# WORK REQUIRED
Revise the items starting at the beginning and ending at the line that contains "xmin=227 ymin=252 xmax=246 ymax=290", replacing "boy's hand" with "child's hand" and changing nothing else. Give back only those lines.

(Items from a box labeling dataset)
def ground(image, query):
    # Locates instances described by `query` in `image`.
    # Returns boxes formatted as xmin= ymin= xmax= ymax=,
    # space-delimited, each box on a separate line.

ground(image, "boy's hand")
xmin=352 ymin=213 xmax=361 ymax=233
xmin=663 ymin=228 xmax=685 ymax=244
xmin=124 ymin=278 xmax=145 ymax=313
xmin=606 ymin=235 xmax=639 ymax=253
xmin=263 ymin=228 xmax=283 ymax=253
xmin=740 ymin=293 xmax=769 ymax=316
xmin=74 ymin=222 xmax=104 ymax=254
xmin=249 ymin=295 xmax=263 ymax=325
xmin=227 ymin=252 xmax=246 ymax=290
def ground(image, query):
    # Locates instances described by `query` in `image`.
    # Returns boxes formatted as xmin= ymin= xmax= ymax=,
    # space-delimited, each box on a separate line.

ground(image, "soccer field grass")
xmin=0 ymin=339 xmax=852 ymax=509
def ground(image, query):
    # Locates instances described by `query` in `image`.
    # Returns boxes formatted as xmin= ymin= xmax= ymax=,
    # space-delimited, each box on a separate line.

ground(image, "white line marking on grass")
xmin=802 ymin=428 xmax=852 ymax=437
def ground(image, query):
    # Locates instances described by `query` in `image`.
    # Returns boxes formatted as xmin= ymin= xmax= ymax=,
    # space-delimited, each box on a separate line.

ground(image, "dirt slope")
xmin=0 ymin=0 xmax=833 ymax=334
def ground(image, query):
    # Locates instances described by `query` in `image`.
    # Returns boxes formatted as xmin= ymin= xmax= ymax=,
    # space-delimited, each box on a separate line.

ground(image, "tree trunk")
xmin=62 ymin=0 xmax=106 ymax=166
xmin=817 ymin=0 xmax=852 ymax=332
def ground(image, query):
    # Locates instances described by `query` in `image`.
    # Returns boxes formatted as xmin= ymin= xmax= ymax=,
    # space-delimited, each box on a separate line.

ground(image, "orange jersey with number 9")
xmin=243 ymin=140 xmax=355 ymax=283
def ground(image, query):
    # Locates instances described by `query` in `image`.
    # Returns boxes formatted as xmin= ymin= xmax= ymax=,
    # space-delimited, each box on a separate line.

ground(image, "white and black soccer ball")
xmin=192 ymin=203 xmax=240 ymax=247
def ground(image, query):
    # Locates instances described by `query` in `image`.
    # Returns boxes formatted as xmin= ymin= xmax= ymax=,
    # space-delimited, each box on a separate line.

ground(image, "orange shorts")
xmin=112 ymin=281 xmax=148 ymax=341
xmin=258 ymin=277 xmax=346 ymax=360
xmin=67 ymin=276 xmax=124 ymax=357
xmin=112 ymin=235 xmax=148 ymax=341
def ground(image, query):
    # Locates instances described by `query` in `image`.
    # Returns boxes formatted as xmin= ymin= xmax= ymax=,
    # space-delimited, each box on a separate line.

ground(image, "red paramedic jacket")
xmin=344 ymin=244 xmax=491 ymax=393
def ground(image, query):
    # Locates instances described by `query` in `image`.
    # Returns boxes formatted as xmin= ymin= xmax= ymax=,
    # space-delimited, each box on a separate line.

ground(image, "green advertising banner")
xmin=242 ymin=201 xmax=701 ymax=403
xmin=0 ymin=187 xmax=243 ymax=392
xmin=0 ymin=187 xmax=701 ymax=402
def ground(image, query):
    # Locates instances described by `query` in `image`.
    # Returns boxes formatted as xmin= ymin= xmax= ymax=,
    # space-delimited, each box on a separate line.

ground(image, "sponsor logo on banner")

# TASK ANSWER
def ground(image, query):
    # Locates instances described by `query` in `image`.
    # Returns boxes formatted as xmin= ymin= xmax= ymax=,
    # space-delimited, each box on a separate line.

ground(image, "child's hand")
xmin=352 ymin=213 xmax=361 ymax=233
xmin=663 ymin=228 xmax=685 ymax=244
xmin=124 ymin=278 xmax=145 ymax=313
xmin=606 ymin=235 xmax=639 ymax=253
xmin=263 ymin=228 xmax=283 ymax=253
xmin=740 ymin=293 xmax=769 ymax=316
xmin=74 ymin=222 xmax=104 ymax=254
xmin=249 ymin=295 xmax=263 ymax=325
xmin=227 ymin=252 xmax=246 ymax=290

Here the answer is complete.